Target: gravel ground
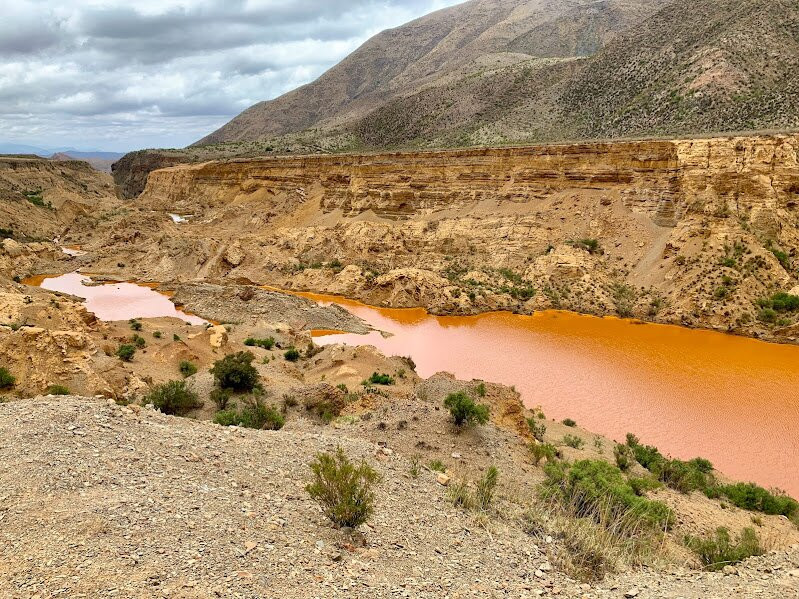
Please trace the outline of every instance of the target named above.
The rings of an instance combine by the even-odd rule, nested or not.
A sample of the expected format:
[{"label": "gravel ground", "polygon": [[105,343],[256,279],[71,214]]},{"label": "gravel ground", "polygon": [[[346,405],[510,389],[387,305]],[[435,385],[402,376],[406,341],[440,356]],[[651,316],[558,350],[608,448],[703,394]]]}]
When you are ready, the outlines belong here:
[{"label": "gravel ground", "polygon": [[[304,420],[246,431],[37,398],[0,405],[0,435],[4,598],[799,597],[799,548],[726,574],[581,585],[512,518],[455,509],[390,446]],[[306,464],[337,445],[382,477],[374,518],[353,534],[304,490]]]}]

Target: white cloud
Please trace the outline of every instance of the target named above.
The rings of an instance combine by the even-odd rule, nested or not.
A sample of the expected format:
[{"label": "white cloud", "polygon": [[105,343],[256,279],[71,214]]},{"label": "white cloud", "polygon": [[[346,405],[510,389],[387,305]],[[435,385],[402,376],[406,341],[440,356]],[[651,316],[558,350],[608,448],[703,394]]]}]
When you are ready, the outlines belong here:
[{"label": "white cloud", "polygon": [[461,1],[18,0],[0,21],[0,141],[184,146]]}]

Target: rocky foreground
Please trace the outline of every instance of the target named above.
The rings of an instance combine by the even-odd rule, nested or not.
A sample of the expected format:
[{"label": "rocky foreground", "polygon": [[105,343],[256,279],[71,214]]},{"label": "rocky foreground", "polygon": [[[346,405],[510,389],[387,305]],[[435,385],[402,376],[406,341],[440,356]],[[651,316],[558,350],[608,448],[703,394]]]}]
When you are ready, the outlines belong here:
[{"label": "rocky foreground", "polygon": [[[727,573],[641,571],[599,584],[550,564],[500,498],[453,507],[435,473],[346,429],[222,428],[104,399],[0,405],[0,596],[791,597],[799,546]],[[304,490],[341,446],[379,474],[376,512],[331,528]],[[550,541],[550,542],[547,542]]]}]

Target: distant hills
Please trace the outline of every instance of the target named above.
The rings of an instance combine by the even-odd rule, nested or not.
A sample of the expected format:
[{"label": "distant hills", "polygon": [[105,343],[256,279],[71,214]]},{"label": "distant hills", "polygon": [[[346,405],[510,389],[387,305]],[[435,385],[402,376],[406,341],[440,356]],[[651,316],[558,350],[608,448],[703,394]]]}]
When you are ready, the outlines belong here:
[{"label": "distant hills", "polygon": [[796,128],[797,73],[795,0],[471,0],[380,33],[196,145],[336,151]]}]

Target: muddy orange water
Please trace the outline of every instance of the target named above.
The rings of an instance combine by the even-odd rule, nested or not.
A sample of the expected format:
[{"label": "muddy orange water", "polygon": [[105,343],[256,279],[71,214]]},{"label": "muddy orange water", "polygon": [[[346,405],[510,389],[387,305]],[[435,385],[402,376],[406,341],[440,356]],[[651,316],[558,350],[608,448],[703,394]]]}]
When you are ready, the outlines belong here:
[{"label": "muddy orange water", "polygon": [[547,417],[622,440],[634,432],[675,457],[707,457],[736,479],[799,496],[799,347],[710,331],[564,312],[435,317],[334,296],[376,329],[318,344],[371,344],[449,371],[515,385]]},{"label": "muddy orange water", "polygon": [[71,273],[57,277],[31,277],[23,283],[82,297],[86,300],[86,309],[94,312],[100,320],[171,316],[194,325],[206,323],[198,316],[178,310],[166,294],[155,291],[152,285],[134,283],[84,285],[84,281],[91,282],[91,279]]}]

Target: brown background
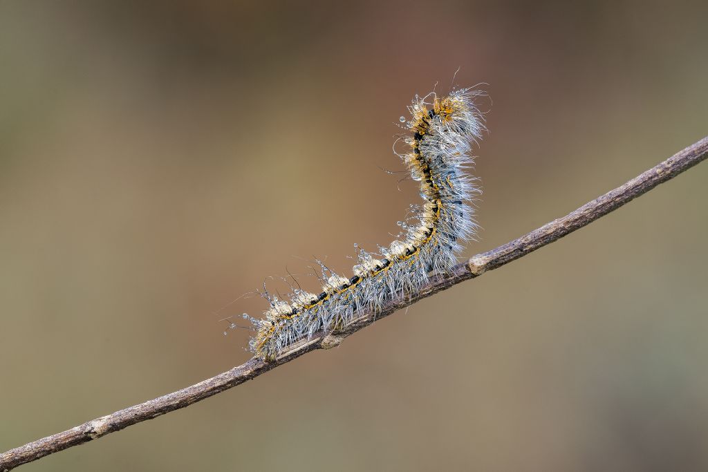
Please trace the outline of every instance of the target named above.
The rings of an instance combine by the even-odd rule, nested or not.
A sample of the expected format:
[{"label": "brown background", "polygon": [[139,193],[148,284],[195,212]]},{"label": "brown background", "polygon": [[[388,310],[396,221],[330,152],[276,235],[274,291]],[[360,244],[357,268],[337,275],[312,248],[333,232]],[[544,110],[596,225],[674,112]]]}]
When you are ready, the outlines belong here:
[{"label": "brown background", "polygon": [[[697,141],[707,17],[704,1],[2,1],[0,449],[241,363],[248,333],[218,320],[265,303],[219,308],[313,254],[348,272],[353,243],[389,243],[417,199],[379,168],[401,168],[395,124],[458,67],[493,100],[467,255]],[[706,470],[707,179],[22,470]]]}]

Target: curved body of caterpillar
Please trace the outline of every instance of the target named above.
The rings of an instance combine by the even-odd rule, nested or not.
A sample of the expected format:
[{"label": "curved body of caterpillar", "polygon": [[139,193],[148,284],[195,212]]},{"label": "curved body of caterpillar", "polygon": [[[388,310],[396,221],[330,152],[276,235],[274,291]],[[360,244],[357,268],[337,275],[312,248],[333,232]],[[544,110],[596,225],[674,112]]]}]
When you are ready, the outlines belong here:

▶ What this task involves: Repeat the listing verbatim. Skip the pictures.

▶ Worked solution:
Target: gravel ground
Please trace the outline of every instance of the target named above.
The rings of an instance combine by the even-odd rule, nested or not.
A sample of the expected format:
[{"label": "gravel ground", "polygon": [[105,343],[256,279],[71,214]]},{"label": "gravel ground", "polygon": [[[346,405],[510,389],[387,305]],[[435,385],[402,376],[406,341],[440,356]],[[651,316],[558,350],[608,448],[703,394]]]}]
When you are ready, the outlines belong here:
[{"label": "gravel ground", "polygon": [[[304,420],[246,431],[37,398],[0,405],[0,435],[4,598],[799,597],[799,548],[726,574],[581,585],[512,518],[455,509],[390,446]],[[306,464],[337,445],[382,477],[374,518],[353,534],[304,490]]]}]

Target: white cloud
Please trace the outline of every instance of the target named above.
The rings of an instance combine by the even-odd rule, nested or not.
A sample of the expected format:
[{"label": "white cloud", "polygon": [[105,343],[256,279],[71,214]]},{"label": "white cloud", "polygon": [[[346,405],[510,389],[387,305]],[[435,385],[402,376],[406,341],[440,356]],[[651,316],[558,350],[608,448],[703,394]]]}]
When you are ready, the outlines belong here:
[{"label": "white cloud", "polygon": [[461,1],[18,0],[0,21],[0,141],[184,146]]}]

Target: rocky foreground
Please trace the outline of every instance of the target named above.
The rings of an instance combine by the even-odd rule, nested or not.
A sample of the expected format:
[{"label": "rocky foreground", "polygon": [[105,343],[256,279],[71,214]]},{"label": "rocky foreground", "polygon": [[[346,405],[510,389],[387,305]],[[435,385],[402,376],[406,341],[440,356]],[[651,316],[558,350],[608,448],[703,394]]]}]
When you are ready, the outlines belong here:
[{"label": "rocky foreground", "polygon": [[[727,573],[641,571],[599,584],[550,564],[500,498],[453,507],[435,473],[346,429],[222,428],[104,399],[0,405],[0,596],[791,597],[799,546]],[[304,490],[341,446],[379,474],[376,512],[331,528]],[[550,541],[550,542],[547,542]]]}]

Target: distant hills
Please trace the outline of every instance of the target named above.
The rings of an instance combine by the even-odd rule, nested or not.
A sample of the expected format:
[{"label": "distant hills", "polygon": [[105,343],[256,279],[71,214]]},{"label": "distant hills", "polygon": [[[346,405],[510,389],[387,305]],[[435,385],[402,376],[406,341],[440,356]],[[651,316],[558,350],[608,448],[703,394]]]}]
When you are ready, the outlines belong here:
[{"label": "distant hills", "polygon": [[796,128],[797,73],[795,0],[471,0],[380,33],[196,145],[336,151]]}]

Target: muddy orange water
Please trace the outline of every instance of the target named above.
The rings of an instance combine by the even-odd rule, nested or not.
A sample of the expected format:
[{"label": "muddy orange water", "polygon": [[105,343],[256,279],[71,214]]},{"label": "muddy orange water", "polygon": [[[346,405],[510,389],[387,305]],[[435,385],[402,376],[406,341],[440,356]],[[651,316],[558,350],[608,448],[703,394]]]}]
When you are ready, the outlines belong here:
[{"label": "muddy orange water", "polygon": [[547,417],[622,440],[634,432],[675,457],[707,457],[736,479],[799,496],[799,347],[710,331],[564,312],[435,317],[334,296],[376,329],[318,344],[371,344],[449,371],[515,385]]},{"label": "muddy orange water", "polygon": [[71,273],[57,277],[31,277],[23,283],[82,297],[86,300],[86,309],[94,312],[100,320],[171,316],[194,325],[206,323],[198,316],[178,310],[166,294],[155,291],[152,285],[134,283],[84,285],[84,281],[91,282],[91,279]]}]

Target: brown background
Please trace the outline of every instance of the target named above.
The rings of an instance combine by the even-odd rule, nested or not.
A sample of the expected format:
[{"label": "brown background", "polygon": [[139,193],[148,284],[195,212]]},{"label": "brown background", "polygon": [[[388,310],[396,221],[330,152],[276,235],[274,291]],[[360,244],[357,268],[337,275],[312,248],[333,232]],[[544,110],[596,225],[674,112]]]}]
When you are ready, the outlines belong here:
[{"label": "brown background", "polygon": [[[697,141],[707,17],[704,1],[2,1],[0,449],[241,363],[248,333],[218,320],[265,303],[219,308],[313,254],[348,272],[353,243],[389,243],[417,199],[379,168],[401,168],[395,124],[458,67],[493,100],[467,255]],[[706,470],[707,179],[22,470]]]}]

Target: curved body of caterpillar
Please trace the outline of every instance of the target named above.
The rings of an instance combine by the even-odd rule, nested or not.
A sample of the expected format:
[{"label": "curved body of caterpillar", "polygon": [[139,193],[148,284],[195,212]]},{"label": "curved body of caterpillar", "polygon": [[[388,310],[396,221],[330,152],[276,235],[274,291]],[[360,244],[357,268],[337,275],[312,248],[333,232]],[[544,110],[596,225],[674,112]]]}]
When you are ready, the outlines belong here:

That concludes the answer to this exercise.